_What needs to be done_.
Rewrite all of the items below, replacing "roadside shrub" with "hedge" and leaving everything else unchanged. Omit the pictures from your answer.

+++

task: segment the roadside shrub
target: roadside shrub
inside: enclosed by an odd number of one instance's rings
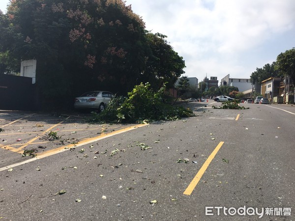
[[[238,104],[240,101],[238,100],[233,101],[224,101],[221,104],[221,109],[249,109],[249,108],[245,108],[244,106],[240,106]]]
[[[154,92],[149,83],[141,83],[128,93],[127,97],[115,97],[102,112],[93,112],[91,120],[93,122],[148,122],[175,120],[194,115],[189,109],[165,103],[163,99],[165,89],[164,85]]]

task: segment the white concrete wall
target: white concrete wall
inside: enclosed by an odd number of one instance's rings
[[[21,63],[21,76],[32,78],[32,83],[36,82],[36,67],[37,60],[23,60]]]
[[[250,81],[247,82],[230,82],[230,86],[234,86],[238,88],[239,91],[244,91],[250,89],[252,89],[252,86]]]

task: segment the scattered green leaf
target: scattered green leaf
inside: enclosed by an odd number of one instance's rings
[[[115,149],[115,150],[114,150],[113,151],[112,151],[111,152],[111,154],[110,154],[110,156],[113,156],[115,154],[117,154],[117,153],[118,153],[118,152],[119,151],[119,150],[118,149]]]
[[[229,163],[229,161],[228,160],[226,159],[222,159],[222,161],[224,162],[227,163],[228,164]]]
[[[59,192],[55,194],[56,195],[62,195],[63,194],[64,194],[66,193],[66,191],[65,191],[64,190],[61,190]]]

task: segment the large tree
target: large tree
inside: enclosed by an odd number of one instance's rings
[[[256,68],[256,71],[252,72],[250,78],[251,82],[254,84],[256,83],[260,83],[261,82],[271,77],[282,77],[275,68],[275,62],[271,64],[266,64],[263,68]]]
[[[290,76],[295,83],[295,48],[278,55],[275,68],[282,74]]]
[[[124,93],[150,79],[155,87],[172,85],[184,61],[161,35],[151,41],[141,17],[125,2],[11,1],[1,15],[0,53],[20,62],[36,59],[40,94],[55,103],[87,90]]]
[[[165,39],[167,36],[148,32],[146,37],[149,50],[141,79],[144,82],[149,82],[156,90],[165,83],[167,83],[167,87],[173,87],[178,78],[185,73],[182,57],[168,44]]]

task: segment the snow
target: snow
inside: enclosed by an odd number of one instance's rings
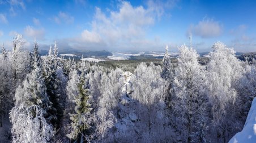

+++

_Result of the task_.
task: segment the hedge
target: hedge
inside: enclosed by an odd number of one instance's rings
[[[238,104],[240,101],[238,100],[233,101],[224,101],[221,104],[221,109],[249,109],[249,108],[245,108],[244,106],[240,106]]]
[[[154,92],[149,83],[141,83],[128,93],[127,97],[115,97],[102,112],[93,112],[91,120],[93,122],[148,122],[175,120],[194,115],[189,109],[165,103],[163,99],[165,89],[164,85]]]

task: segment the white concrete wall
target: white concrete wall
inside: enclosed by an odd number of one instance's rings
[[[21,63],[21,76],[32,78],[32,83],[36,82],[36,67],[37,60],[23,60]]]
[[[250,81],[247,82],[230,82],[230,86],[234,86],[238,88],[239,91],[244,91],[250,89],[252,89],[252,86]]]

task: segment the scattered green leaf
target: scattered green leaf
inside: enclosed by an odd number of one instance's rings
[[[115,149],[115,150],[114,150],[113,151],[112,151],[111,152],[111,154],[110,154],[110,156],[113,156],[115,154],[117,154],[117,153],[118,153],[118,152],[119,151],[119,150],[118,149]]]
[[[229,163],[229,161],[228,160],[226,159],[222,159],[222,161],[224,162],[227,163],[228,164]]]
[[[59,192],[55,194],[56,195],[62,195],[63,194],[64,194],[66,193],[66,191],[65,191],[64,190],[61,190]]]

task: segment the large tree
target: large tree
inside: enclosed by an odd number of one instance's rings
[[[256,68],[256,71],[252,72],[250,78],[251,82],[254,84],[256,83],[260,83],[261,82],[271,77],[282,77],[275,68],[275,62],[271,64],[266,64],[263,68]]]
[[[290,76],[295,83],[295,48],[278,55],[275,68],[282,74]]]
[[[124,93],[150,79],[155,87],[172,85],[184,61],[161,35],[151,41],[141,17],[125,2],[11,1],[1,15],[0,53],[20,62],[36,59],[40,94],[55,103],[87,90]]]
[[[165,39],[167,36],[148,32],[146,37],[149,50],[141,79],[144,82],[149,82],[156,90],[165,83],[167,83],[167,87],[173,87],[178,78],[185,73],[182,57],[168,44]]]

task: segment the snow
target: snow
inside: enclosed by an odd number of one instance's rings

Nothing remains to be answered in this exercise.